[Data provided]:
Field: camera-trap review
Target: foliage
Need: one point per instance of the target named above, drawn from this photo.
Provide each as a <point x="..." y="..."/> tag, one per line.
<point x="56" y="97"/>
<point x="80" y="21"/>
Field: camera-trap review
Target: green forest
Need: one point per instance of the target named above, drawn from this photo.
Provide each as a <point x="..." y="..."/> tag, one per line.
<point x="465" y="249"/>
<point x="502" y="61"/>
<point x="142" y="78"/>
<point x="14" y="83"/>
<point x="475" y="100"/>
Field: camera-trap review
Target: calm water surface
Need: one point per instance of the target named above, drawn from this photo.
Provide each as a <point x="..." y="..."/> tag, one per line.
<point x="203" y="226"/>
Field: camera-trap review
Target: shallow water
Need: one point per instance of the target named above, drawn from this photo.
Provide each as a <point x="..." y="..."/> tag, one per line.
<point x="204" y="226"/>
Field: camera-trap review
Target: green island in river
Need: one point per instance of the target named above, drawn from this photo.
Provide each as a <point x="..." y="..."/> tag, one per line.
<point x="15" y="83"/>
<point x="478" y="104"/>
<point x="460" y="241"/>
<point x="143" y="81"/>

[Do this]: Reproduce every line of the material above word for word, from the first line through the last.

[Solved exercise]:
Field: camera-trap review
Target: foliage
Need: one point per instance of the target named above, drawn from this photo.
Provide each as a <point x="..." y="..."/> tag, one per line.
<point x="56" y="97"/>
<point x="80" y="21"/>
Field: camera-trap review
Target: green forest
Need: one point per instance of the target named above, drawn from this photo.
Provide each as a <point x="..." y="..."/> tag, one per line.
<point x="465" y="249"/>
<point x="502" y="61"/>
<point x="142" y="78"/>
<point x="14" y="83"/>
<point x="475" y="100"/>
Field: camera-trap review
Target: calm water surface
Need: one point per instance of the target named above, drawn from this photo.
Provide each as a <point x="..." y="..."/> tag, one per line.
<point x="203" y="226"/>
Field: camera-trap review
Target: shallow water
Need: one point per instance of the target named above, drawn from this photo.
Provide each as a <point x="..." y="..."/> tag, one per line.
<point x="204" y="226"/>
Field: camera-trap review
Target: green island in river
Need: one point per instance of the target named above, drawn from this photo.
Provide each as a <point x="..." y="..."/> tag, one per line.
<point x="15" y="83"/>
<point x="478" y="104"/>
<point x="460" y="241"/>
<point x="143" y="81"/>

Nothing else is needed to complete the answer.